**Task instructions**
Count how many lines of the material below contain the word "photo". Reply with that number alone.

**Records shown**
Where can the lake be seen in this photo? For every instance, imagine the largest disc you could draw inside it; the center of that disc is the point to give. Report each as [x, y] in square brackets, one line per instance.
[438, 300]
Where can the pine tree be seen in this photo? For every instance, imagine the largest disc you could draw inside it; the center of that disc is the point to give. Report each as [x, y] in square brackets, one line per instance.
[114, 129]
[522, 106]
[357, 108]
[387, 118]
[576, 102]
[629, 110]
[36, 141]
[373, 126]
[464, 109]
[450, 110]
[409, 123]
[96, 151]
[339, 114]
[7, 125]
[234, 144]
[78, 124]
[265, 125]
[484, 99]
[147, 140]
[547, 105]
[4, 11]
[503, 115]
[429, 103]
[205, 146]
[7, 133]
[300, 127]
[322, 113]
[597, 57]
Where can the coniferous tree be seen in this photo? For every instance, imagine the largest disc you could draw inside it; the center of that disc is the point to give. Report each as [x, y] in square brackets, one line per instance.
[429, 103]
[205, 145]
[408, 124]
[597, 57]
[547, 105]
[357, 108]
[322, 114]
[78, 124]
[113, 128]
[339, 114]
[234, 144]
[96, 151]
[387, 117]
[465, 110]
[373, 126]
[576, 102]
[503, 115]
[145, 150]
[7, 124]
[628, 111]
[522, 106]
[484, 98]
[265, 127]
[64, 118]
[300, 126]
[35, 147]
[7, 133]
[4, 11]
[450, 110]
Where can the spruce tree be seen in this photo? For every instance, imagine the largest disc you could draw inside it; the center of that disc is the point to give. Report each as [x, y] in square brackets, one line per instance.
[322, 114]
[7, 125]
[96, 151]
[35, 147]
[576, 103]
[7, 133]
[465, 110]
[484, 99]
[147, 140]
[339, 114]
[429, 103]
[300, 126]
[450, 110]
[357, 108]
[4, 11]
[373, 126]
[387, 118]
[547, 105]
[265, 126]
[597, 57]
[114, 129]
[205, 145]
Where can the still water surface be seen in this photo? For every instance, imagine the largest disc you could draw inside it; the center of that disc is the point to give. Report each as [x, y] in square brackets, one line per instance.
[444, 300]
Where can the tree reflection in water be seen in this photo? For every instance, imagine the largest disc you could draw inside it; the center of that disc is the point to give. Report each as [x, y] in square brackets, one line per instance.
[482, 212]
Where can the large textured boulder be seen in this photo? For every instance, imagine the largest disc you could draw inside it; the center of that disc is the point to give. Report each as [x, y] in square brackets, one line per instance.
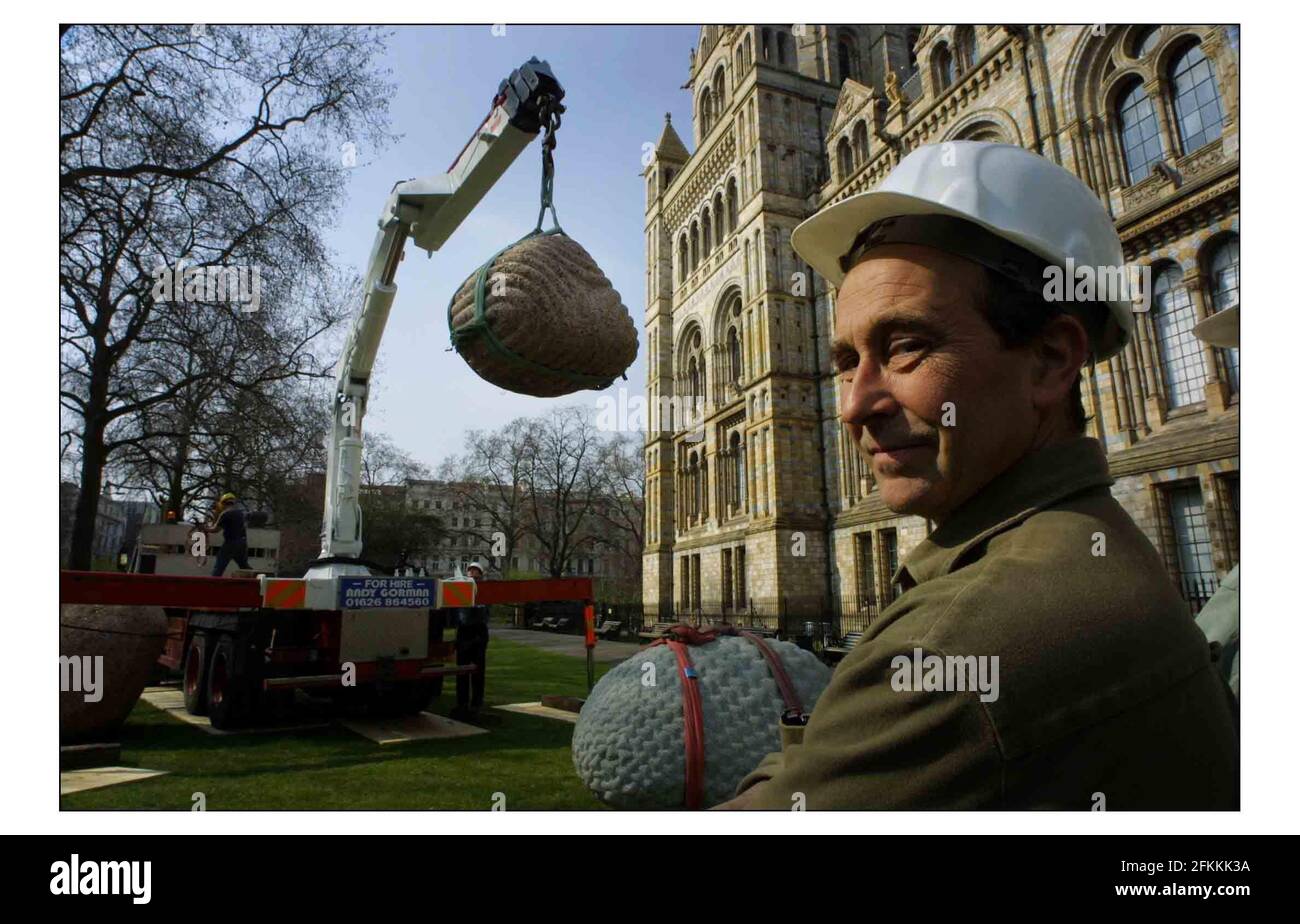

**Answer to the problem**
7